Dataset excerpts
◇ ◇ ◇ ◇
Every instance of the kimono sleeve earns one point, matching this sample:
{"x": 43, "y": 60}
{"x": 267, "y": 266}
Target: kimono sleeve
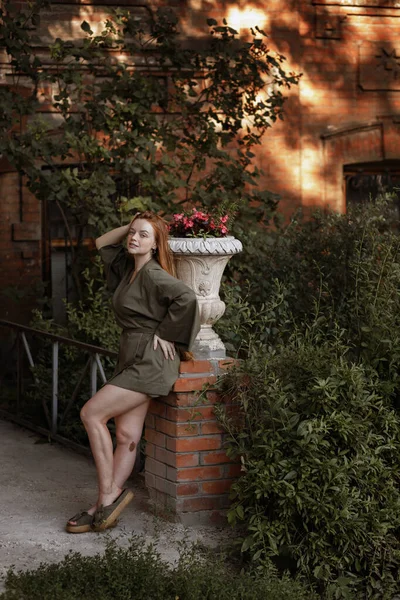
{"x": 182, "y": 321}
{"x": 116, "y": 264}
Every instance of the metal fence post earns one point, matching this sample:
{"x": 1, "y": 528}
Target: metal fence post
{"x": 19, "y": 372}
{"x": 54, "y": 404}
{"x": 93, "y": 376}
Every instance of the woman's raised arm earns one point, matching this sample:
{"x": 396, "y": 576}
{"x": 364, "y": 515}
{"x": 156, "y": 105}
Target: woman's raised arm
{"x": 115, "y": 236}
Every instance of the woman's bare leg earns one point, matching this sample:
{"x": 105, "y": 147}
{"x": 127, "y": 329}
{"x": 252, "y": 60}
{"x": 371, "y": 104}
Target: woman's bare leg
{"x": 129, "y": 427}
{"x": 110, "y": 401}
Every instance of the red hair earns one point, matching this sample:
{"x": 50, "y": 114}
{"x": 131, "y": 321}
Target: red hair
{"x": 163, "y": 253}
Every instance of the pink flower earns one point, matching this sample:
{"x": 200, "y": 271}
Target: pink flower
{"x": 187, "y": 222}
{"x": 197, "y": 214}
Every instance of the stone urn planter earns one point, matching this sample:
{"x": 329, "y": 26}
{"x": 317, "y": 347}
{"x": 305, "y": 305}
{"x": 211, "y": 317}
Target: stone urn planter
{"x": 200, "y": 263}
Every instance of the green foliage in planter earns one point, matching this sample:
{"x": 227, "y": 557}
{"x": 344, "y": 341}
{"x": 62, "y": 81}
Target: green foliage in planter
{"x": 319, "y": 427}
{"x": 139, "y": 572}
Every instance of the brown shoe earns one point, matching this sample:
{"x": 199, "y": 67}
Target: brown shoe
{"x": 105, "y": 516}
{"x": 83, "y": 523}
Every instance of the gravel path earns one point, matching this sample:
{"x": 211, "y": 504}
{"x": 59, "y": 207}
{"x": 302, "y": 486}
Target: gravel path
{"x": 42, "y": 485}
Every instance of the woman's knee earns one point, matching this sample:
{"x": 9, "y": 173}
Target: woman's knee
{"x": 90, "y": 416}
{"x": 125, "y": 437}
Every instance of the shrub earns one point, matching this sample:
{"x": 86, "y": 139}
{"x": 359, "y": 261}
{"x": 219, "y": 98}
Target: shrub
{"x": 139, "y": 573}
{"x": 319, "y": 431}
◇ ◇ ◇ ◇
Please reproduce the data above word for word, skipping all images.

[Solution for this task]
Every instance of the kimono sleeve earns one point, matching this sample:
{"x": 43, "y": 60}
{"x": 267, "y": 266}
Target: kimono sleeve
{"x": 182, "y": 321}
{"x": 116, "y": 264}
Every instance of the metal fence post earns one point, matching this sample:
{"x": 1, "y": 528}
Target: metal fence post
{"x": 19, "y": 372}
{"x": 54, "y": 404}
{"x": 93, "y": 376}
Every instance of the woman's raised arm earns one point, matching this sample:
{"x": 396, "y": 576}
{"x": 364, "y": 515}
{"x": 156, "y": 105}
Target: woman's raised arm
{"x": 115, "y": 236}
Every instance of the woman's bare leg earns one point, matching this sample:
{"x": 105, "y": 147}
{"x": 127, "y": 329}
{"x": 252, "y": 60}
{"x": 371, "y": 104}
Target: woman's bare leg
{"x": 129, "y": 427}
{"x": 110, "y": 401}
Every instance of the red hair earns one point, matching this sample:
{"x": 50, "y": 114}
{"x": 131, "y": 321}
Target: red hair
{"x": 163, "y": 253}
Every instance of the pink flower earns one point, matching this sample:
{"x": 200, "y": 271}
Target: pink flower
{"x": 187, "y": 222}
{"x": 197, "y": 214}
Every instance of the stone urn planter earns one point, matching this sample:
{"x": 329, "y": 26}
{"x": 317, "y": 347}
{"x": 305, "y": 305}
{"x": 211, "y": 317}
Target: stone urn planter
{"x": 200, "y": 263}
Every instance of the green foliage in planter earns one point, matching this sample:
{"x": 227, "y": 557}
{"x": 344, "y": 341}
{"x": 62, "y": 81}
Target: green foliage in planter
{"x": 319, "y": 427}
{"x": 139, "y": 572}
Every instance of the brown shoe earns one point, matching this sample:
{"x": 199, "y": 67}
Target: brown shoe
{"x": 105, "y": 516}
{"x": 83, "y": 523}
Every instance of the gravel path earns one point, matching this sample:
{"x": 211, "y": 504}
{"x": 59, "y": 207}
{"x": 302, "y": 486}
Target: gravel path
{"x": 42, "y": 485}
Every instance of the woman's knee earns one point, matching this sample:
{"x": 9, "y": 173}
Target: woman's knee
{"x": 90, "y": 416}
{"x": 125, "y": 437}
Every instance of the shrub earns one point, matching this sample:
{"x": 86, "y": 139}
{"x": 359, "y": 261}
{"x": 219, "y": 98}
Target: shrub
{"x": 139, "y": 573}
{"x": 319, "y": 431}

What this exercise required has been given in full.